> _GIVEN EXERCISE_: Transcribe only the part of the listing below that begins at the line containing "man's knee, the" and runs to its final line, keeping both ends.

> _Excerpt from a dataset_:

◆ ◆ ◆

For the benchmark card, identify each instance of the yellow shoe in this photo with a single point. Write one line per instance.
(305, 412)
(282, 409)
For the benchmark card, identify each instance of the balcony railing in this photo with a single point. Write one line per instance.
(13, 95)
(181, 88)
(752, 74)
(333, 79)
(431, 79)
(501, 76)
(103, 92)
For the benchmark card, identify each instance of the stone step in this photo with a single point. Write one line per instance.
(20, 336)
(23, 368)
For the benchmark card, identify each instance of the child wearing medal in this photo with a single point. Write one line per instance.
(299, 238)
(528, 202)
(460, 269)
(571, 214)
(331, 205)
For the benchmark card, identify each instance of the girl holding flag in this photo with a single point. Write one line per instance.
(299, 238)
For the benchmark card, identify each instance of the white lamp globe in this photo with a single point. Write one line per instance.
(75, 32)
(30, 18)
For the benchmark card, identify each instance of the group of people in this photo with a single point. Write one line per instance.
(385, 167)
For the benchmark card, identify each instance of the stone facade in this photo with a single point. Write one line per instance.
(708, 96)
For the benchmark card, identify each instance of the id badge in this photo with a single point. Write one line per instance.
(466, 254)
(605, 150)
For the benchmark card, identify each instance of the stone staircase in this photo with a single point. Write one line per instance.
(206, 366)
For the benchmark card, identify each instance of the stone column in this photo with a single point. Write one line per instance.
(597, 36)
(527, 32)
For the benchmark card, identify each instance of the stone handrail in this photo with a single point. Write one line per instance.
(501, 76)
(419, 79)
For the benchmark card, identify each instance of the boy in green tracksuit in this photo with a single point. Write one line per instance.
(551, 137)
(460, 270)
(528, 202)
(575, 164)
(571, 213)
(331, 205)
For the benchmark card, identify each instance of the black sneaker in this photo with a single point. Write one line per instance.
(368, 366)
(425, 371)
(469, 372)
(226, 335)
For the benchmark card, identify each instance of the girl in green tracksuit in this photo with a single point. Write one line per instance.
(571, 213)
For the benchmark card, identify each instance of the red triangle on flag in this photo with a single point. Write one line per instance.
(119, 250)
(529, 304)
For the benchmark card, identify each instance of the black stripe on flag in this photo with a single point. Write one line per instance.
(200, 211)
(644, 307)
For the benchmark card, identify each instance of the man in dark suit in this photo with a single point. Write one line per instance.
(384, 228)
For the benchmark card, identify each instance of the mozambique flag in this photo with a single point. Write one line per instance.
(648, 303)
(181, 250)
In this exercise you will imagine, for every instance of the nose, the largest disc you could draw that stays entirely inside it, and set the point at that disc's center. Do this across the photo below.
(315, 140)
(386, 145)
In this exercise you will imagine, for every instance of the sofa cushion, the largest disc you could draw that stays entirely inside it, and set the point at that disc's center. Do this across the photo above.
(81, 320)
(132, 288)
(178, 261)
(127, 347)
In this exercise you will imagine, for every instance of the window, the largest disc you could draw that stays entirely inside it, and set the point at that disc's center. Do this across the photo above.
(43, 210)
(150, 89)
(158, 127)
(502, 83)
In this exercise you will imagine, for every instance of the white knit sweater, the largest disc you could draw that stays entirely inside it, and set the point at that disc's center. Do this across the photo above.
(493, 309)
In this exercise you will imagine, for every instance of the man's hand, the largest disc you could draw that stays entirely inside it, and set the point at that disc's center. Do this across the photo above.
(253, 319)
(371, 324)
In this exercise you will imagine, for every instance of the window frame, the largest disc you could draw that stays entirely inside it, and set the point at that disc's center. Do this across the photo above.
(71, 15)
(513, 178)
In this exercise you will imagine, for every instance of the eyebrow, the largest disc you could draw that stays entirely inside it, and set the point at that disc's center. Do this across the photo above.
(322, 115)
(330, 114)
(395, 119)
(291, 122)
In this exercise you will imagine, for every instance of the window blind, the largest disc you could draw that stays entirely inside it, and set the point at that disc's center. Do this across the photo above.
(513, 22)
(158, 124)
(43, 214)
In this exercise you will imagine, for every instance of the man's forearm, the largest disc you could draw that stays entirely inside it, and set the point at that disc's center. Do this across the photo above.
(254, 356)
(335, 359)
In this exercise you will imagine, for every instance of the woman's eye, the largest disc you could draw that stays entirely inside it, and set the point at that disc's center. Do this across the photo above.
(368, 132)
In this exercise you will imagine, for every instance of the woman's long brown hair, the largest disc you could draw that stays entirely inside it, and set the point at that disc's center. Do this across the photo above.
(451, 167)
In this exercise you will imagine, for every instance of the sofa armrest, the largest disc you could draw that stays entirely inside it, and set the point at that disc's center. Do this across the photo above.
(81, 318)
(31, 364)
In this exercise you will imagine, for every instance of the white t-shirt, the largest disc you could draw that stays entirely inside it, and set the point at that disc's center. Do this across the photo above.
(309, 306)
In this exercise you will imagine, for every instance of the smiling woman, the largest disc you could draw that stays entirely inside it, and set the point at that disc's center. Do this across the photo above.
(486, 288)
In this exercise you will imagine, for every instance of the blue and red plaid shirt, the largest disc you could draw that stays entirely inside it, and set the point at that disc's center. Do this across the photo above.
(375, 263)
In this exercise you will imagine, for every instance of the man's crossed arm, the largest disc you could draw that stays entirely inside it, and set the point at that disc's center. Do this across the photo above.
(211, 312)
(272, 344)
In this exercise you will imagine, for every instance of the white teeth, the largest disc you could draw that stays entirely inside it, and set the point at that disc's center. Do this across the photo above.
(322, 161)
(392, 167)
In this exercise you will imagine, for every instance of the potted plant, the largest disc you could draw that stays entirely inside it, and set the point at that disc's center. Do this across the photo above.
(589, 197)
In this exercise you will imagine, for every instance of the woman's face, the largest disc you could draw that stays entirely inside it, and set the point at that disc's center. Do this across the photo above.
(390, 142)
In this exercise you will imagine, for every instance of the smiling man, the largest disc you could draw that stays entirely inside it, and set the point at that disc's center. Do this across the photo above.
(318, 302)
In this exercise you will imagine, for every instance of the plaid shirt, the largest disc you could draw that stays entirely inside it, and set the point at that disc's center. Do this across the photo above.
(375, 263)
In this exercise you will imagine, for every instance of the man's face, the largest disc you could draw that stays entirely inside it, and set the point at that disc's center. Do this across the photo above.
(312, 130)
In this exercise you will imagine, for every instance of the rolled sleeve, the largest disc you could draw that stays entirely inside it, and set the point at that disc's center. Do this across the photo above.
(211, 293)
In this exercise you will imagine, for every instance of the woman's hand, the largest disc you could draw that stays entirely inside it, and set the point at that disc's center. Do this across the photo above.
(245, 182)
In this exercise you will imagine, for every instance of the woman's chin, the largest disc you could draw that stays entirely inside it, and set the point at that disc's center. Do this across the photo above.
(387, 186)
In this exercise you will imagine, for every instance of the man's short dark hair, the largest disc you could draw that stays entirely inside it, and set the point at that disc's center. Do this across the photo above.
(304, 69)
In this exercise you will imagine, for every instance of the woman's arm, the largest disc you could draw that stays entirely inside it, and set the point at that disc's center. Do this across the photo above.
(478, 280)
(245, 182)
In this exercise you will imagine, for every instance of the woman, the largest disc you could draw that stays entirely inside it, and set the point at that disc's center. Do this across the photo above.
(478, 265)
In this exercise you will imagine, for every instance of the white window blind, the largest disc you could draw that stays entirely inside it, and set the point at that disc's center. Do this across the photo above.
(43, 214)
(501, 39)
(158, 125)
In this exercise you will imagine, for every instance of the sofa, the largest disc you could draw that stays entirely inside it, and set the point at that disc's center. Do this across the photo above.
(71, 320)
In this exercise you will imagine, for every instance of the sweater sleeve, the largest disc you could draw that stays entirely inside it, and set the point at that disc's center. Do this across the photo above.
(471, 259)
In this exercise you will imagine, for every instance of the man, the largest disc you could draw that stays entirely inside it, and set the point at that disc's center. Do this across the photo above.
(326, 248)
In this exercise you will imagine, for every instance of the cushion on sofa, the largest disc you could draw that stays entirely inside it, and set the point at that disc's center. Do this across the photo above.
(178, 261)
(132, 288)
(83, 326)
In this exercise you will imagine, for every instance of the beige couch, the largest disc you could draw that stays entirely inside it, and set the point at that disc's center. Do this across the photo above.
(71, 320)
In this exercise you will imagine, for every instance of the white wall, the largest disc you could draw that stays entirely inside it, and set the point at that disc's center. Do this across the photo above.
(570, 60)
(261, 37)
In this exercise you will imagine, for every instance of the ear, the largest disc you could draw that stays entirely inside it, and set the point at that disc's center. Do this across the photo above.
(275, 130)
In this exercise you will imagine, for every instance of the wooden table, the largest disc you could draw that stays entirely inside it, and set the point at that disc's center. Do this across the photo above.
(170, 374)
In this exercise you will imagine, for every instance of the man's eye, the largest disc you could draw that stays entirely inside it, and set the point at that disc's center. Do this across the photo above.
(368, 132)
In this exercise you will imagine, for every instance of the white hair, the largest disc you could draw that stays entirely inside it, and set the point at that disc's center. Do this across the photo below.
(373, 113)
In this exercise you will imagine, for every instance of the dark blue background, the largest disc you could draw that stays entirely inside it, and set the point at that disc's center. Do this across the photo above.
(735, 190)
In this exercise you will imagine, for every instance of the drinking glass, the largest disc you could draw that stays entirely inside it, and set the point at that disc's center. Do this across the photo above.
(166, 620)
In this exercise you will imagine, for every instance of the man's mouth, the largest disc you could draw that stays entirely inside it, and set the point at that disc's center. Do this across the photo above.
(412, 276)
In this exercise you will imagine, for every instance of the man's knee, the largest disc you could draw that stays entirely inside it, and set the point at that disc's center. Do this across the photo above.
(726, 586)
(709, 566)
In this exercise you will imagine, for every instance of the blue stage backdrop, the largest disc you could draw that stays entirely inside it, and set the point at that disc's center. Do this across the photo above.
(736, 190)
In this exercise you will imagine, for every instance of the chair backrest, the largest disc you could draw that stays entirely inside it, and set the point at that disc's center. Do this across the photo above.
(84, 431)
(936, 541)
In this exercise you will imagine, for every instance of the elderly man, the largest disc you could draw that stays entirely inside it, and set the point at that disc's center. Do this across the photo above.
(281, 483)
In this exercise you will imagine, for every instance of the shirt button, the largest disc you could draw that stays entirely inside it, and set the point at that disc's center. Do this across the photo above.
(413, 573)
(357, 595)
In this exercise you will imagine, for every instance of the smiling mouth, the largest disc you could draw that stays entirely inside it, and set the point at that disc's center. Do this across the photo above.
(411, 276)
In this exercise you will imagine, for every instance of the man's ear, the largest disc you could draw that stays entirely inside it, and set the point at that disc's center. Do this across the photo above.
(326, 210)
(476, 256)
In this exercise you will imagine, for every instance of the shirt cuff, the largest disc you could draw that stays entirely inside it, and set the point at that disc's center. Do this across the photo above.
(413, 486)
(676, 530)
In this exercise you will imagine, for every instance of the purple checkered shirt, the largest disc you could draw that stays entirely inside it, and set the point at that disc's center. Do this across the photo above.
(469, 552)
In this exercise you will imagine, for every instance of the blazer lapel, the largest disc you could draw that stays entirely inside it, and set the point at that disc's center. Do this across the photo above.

◆ ◆ ◆

> _PROBLEM SOLUTION_:
In this exercise you will imagine, for every instance of the man's knee, the largest disc you could draw that stays entirely inside it, and set the point at that disc's center. Do this across the photo above.
(726, 586)
(709, 566)
In this exercise you will imagine, for every instance of the blue stage backdrop, the largest disc you could draw that stays entirely inside it, and set the point at that disc's center. Do this across the photo above.
(736, 190)
In this exercise you will imagine, for every instance of the chair backrest, the largest disc you could draw that stays entirely inside it, and set the point at that disc's center. Do this across the photo above.
(84, 431)
(936, 541)
In this exercise you will imagine, for every instance of the elderly man, the largest disc you could draw that stays entirely inside it, and set the point at that disc's center. Do this across the photo above.
(281, 483)
In this exercise you will imagine, for every instance of the shirt button, the largest disc you could draw that stays entirely inside it, and set the point at that disc's center. Do this across the photo above.
(413, 573)
(357, 595)
In this exercise you will imagine, for every instance of the smiling mouth, the largest disc you could draw that stays entirely inside it, and set the point at that disc's center. Do this across the photo above.
(411, 276)
In this exercise you will imagine, for every instance of the man's ear, the largest disc you could draw that stays entirely inside it, and set the point at that disc's center. Do this across the photo above.
(326, 210)
(476, 256)
In this exercise you will imagine, for every instance of the shirt cuff, the largest disc you could draw that stays entirely inside it, and set the point at that disc's center. Do this across the photo above.
(413, 486)
(676, 530)
In this exercise you will imagine, for every instance of the purple checkered shirt, the largest disc you could draw that stays entirely inside it, and set the point at that disc's center. Do this across the photo above.
(469, 552)
In this exercise you will imagine, for every instance of the blazer lapel, the largest disc you could draw that stays entirely inside it, and set the point at that disc's center. Do this across the photo above.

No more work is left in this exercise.